[Entries taken from a collection]
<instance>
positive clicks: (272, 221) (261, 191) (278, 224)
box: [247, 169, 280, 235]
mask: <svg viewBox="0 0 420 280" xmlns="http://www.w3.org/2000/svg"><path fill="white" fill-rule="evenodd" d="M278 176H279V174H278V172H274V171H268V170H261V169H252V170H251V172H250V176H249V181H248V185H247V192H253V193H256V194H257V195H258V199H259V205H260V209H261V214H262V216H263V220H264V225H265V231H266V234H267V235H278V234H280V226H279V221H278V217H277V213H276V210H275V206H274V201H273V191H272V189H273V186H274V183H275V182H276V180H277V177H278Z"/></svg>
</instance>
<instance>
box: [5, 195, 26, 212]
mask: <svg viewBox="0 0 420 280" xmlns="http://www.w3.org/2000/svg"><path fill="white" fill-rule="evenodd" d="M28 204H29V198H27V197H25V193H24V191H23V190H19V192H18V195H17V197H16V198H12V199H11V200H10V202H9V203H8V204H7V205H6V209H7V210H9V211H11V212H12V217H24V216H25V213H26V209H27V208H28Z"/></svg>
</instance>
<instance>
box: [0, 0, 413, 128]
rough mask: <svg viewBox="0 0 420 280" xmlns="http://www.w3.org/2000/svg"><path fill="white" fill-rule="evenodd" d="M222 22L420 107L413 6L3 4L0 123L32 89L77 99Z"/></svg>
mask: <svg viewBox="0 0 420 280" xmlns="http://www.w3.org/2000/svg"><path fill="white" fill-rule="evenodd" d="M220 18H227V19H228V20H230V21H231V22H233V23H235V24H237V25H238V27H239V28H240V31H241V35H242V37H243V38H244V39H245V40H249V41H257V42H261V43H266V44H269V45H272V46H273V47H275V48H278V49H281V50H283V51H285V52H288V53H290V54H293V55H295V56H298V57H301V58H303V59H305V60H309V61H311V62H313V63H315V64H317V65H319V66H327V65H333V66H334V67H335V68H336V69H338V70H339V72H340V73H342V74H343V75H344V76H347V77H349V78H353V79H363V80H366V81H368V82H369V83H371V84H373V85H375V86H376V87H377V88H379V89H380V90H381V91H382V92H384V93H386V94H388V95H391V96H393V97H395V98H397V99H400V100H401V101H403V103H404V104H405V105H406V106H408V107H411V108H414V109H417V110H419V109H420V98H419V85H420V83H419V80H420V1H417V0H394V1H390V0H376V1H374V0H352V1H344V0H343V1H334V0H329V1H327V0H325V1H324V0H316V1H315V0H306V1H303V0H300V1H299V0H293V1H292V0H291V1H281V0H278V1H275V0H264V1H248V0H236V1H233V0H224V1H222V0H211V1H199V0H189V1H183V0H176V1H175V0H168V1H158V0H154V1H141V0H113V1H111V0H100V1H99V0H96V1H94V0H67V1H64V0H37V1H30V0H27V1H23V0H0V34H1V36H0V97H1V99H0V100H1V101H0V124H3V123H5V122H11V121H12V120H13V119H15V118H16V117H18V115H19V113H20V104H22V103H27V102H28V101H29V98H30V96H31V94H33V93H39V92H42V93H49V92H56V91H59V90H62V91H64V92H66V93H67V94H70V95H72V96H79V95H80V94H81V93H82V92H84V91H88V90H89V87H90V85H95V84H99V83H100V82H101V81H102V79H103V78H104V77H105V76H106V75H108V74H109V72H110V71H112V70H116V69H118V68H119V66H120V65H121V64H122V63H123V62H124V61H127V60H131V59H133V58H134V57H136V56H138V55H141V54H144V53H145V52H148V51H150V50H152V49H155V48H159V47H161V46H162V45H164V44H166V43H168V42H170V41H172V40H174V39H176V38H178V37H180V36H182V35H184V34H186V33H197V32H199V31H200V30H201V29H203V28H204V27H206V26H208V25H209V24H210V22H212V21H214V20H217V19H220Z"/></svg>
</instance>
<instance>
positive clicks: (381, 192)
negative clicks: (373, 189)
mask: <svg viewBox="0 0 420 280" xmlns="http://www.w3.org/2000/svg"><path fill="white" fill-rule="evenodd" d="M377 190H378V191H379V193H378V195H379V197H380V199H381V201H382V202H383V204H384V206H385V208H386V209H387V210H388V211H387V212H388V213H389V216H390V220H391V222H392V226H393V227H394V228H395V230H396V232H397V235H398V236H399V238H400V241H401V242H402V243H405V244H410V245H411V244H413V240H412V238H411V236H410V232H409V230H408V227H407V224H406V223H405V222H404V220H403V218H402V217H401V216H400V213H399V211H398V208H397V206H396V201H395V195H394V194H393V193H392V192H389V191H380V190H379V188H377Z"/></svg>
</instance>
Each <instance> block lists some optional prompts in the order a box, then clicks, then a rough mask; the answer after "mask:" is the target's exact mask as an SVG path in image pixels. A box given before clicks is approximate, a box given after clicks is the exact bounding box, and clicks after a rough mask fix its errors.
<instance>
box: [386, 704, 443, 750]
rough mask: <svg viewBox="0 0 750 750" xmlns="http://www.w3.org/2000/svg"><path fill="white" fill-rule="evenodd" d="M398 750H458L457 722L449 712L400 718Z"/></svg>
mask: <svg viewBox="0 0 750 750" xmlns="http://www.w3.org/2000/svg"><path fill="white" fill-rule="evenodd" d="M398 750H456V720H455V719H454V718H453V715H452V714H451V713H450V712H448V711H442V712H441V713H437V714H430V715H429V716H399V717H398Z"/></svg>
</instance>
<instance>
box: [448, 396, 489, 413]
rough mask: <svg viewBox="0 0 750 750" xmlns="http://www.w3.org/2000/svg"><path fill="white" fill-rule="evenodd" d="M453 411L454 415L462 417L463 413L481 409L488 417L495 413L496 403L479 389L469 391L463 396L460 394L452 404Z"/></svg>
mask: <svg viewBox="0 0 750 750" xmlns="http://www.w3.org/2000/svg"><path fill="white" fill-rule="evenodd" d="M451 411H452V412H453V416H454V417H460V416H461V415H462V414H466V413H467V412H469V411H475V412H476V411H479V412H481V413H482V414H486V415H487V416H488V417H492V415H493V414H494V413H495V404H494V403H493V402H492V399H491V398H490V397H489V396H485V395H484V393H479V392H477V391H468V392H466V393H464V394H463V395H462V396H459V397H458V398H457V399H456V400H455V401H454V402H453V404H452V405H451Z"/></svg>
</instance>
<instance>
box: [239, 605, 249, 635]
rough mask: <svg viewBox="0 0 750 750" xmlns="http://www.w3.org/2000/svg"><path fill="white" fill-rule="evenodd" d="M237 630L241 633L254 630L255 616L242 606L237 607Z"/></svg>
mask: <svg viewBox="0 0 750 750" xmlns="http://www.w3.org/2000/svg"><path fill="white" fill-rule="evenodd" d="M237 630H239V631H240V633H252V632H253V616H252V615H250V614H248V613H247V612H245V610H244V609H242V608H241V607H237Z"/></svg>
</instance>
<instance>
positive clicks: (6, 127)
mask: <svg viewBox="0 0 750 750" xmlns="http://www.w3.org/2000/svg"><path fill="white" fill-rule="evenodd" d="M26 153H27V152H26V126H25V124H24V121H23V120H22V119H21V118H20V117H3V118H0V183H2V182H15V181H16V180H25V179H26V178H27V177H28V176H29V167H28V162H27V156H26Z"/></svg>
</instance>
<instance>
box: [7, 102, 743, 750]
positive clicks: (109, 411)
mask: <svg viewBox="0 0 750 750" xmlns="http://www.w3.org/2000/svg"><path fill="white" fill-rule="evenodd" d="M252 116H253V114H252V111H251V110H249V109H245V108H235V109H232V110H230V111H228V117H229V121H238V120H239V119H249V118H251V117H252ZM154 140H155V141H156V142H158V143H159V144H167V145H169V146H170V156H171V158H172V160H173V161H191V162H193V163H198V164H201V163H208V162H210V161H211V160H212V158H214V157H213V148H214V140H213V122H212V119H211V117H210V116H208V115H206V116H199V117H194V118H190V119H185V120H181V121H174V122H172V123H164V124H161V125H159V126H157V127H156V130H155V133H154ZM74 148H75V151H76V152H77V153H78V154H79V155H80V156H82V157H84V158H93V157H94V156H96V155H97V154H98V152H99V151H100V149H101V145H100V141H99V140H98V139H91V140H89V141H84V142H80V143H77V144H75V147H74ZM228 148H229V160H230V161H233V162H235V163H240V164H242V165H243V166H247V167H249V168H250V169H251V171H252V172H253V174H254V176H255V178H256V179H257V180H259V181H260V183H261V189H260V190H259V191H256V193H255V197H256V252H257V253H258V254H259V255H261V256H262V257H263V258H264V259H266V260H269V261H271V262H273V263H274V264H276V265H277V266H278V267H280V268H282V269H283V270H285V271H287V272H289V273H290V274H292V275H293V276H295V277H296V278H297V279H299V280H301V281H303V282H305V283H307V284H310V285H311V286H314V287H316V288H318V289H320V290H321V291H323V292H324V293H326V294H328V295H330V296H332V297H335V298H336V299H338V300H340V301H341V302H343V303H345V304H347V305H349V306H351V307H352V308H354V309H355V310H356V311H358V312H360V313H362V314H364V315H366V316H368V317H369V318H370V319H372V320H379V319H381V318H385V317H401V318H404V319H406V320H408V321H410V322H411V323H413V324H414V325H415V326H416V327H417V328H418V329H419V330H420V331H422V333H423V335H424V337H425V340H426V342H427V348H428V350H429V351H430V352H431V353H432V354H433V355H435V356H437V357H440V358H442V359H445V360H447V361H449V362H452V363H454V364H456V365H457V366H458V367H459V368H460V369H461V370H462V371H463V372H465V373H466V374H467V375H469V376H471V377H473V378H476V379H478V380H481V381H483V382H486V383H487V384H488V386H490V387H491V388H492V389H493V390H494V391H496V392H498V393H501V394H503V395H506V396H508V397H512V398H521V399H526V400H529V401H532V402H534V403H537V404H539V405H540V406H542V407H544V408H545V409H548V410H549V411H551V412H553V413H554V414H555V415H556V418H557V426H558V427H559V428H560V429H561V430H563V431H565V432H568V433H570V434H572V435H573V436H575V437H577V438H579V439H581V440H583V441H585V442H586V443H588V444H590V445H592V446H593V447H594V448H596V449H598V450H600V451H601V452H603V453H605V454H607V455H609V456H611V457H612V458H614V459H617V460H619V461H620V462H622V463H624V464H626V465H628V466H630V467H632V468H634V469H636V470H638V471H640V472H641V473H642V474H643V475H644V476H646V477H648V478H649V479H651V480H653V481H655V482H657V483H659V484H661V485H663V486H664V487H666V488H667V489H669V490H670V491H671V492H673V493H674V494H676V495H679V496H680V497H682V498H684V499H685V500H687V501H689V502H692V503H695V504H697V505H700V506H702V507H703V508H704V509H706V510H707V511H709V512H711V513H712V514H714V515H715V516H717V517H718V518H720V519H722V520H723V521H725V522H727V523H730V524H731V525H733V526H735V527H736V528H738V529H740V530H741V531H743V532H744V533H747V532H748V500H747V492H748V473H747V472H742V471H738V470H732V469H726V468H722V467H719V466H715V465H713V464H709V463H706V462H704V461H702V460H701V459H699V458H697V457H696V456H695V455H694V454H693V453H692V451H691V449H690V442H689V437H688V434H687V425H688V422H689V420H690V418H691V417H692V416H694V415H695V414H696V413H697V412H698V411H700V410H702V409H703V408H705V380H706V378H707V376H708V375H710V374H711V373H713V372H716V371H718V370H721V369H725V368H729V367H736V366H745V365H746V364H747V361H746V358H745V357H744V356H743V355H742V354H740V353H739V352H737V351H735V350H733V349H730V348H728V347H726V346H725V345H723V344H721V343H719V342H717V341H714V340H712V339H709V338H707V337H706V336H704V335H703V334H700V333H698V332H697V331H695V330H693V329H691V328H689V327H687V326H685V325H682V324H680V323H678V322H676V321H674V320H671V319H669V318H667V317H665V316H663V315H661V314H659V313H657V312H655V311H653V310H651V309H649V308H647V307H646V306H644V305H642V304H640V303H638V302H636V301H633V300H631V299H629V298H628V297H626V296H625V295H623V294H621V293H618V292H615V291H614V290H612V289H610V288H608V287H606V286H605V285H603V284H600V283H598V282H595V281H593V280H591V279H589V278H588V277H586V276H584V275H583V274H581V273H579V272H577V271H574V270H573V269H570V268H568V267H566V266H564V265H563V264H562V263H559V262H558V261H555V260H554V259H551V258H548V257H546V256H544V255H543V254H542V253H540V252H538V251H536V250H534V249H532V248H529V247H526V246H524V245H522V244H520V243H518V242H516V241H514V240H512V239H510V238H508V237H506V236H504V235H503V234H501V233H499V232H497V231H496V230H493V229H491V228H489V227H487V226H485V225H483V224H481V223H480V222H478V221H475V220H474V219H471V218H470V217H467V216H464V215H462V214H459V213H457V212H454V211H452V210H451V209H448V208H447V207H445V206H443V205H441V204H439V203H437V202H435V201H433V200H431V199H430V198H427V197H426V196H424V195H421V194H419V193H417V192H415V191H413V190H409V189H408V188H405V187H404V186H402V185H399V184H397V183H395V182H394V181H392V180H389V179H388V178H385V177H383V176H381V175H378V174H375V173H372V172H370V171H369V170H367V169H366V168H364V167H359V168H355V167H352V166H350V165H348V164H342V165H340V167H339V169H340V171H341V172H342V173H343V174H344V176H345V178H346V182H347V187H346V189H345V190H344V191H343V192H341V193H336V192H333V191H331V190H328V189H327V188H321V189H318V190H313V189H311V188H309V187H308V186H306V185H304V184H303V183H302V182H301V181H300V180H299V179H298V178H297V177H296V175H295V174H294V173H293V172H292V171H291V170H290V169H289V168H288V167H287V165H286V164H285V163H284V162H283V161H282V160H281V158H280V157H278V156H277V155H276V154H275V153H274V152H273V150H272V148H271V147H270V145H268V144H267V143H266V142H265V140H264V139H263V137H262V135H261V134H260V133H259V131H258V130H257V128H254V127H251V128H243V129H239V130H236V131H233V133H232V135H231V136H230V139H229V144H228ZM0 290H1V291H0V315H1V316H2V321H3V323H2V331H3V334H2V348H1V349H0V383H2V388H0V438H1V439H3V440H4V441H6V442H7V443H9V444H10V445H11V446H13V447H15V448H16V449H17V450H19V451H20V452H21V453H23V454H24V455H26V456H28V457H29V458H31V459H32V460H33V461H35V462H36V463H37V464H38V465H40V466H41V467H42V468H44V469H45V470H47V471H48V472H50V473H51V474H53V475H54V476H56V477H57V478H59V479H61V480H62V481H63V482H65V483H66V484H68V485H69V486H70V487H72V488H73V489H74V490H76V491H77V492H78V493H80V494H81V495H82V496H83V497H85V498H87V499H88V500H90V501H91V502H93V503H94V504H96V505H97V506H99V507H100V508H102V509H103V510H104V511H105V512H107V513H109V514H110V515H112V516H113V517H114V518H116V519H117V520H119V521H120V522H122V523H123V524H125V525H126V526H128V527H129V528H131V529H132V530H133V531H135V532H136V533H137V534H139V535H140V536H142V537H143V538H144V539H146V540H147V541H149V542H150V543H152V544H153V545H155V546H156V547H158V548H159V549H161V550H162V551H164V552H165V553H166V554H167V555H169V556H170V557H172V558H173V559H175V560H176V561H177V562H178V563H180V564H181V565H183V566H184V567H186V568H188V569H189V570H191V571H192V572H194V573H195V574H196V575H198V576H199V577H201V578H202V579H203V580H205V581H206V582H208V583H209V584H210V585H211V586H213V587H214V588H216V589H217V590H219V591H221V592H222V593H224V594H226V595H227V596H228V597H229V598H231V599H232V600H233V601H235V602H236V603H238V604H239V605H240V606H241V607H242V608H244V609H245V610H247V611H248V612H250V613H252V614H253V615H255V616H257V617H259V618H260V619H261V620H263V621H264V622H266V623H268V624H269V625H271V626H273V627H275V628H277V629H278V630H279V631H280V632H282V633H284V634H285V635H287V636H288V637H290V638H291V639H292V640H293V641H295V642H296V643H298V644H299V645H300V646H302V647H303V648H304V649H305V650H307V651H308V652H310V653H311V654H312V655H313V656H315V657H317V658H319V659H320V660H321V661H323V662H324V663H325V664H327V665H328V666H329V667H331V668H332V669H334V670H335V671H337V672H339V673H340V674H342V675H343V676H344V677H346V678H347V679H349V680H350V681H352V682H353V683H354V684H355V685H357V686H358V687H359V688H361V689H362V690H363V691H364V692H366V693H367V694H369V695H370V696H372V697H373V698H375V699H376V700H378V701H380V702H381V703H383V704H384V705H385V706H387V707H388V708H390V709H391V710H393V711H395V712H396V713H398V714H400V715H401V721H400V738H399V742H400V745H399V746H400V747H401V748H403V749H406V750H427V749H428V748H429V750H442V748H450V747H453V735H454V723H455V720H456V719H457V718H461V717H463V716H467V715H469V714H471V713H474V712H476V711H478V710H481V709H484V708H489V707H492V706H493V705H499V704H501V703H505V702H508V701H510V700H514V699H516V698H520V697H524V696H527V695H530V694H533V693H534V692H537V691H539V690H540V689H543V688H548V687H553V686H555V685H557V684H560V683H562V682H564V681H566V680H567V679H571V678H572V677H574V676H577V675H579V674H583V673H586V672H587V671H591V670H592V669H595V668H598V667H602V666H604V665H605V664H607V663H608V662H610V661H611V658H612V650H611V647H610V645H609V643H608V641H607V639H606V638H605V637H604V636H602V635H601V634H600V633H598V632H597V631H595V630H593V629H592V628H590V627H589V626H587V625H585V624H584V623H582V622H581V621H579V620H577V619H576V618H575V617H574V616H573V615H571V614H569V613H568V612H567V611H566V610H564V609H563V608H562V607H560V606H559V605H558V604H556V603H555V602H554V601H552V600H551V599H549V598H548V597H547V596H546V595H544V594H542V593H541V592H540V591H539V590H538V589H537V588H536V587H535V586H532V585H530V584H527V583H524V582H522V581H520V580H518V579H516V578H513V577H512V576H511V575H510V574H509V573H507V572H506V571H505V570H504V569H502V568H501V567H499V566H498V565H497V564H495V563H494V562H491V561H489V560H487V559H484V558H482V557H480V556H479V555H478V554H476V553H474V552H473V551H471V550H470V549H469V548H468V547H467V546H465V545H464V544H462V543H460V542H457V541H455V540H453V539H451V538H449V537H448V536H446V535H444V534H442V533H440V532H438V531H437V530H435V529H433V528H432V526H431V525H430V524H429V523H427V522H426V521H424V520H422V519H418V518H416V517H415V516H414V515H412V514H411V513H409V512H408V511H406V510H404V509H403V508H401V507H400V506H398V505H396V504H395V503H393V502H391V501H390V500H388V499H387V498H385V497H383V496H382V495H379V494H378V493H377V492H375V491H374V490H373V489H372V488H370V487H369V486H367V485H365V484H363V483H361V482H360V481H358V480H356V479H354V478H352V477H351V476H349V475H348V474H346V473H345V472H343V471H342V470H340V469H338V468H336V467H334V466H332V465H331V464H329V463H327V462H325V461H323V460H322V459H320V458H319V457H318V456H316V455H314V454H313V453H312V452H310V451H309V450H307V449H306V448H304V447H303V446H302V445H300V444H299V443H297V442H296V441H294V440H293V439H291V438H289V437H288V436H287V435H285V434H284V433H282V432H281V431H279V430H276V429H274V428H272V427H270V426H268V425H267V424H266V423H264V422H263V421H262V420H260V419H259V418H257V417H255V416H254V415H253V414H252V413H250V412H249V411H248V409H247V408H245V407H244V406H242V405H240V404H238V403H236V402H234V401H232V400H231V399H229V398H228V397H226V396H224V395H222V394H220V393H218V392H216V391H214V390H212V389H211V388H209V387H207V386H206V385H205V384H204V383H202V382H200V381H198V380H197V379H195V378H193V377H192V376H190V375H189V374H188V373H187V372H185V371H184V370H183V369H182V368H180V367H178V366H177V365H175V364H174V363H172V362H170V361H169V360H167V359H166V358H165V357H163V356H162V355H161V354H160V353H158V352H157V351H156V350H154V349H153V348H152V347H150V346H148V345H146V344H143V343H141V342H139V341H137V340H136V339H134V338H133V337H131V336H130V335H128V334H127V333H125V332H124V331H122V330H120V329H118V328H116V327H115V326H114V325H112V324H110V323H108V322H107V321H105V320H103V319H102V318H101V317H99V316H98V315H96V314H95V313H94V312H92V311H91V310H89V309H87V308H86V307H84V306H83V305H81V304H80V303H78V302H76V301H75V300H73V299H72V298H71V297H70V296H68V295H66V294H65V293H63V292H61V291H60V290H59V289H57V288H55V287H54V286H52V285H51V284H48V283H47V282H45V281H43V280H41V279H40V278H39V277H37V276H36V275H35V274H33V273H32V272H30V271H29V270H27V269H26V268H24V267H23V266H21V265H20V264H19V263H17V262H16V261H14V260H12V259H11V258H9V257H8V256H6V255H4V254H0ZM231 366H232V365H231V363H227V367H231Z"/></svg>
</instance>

• **Try it**: Return every line of the entries above that contains the string "positive". Case counts.

• **Task output**:
positive clicks: (272, 221) (261, 191) (278, 224)
positive clicks: (381, 192)
positive clicks: (6, 127)
positive clicks: (109, 411)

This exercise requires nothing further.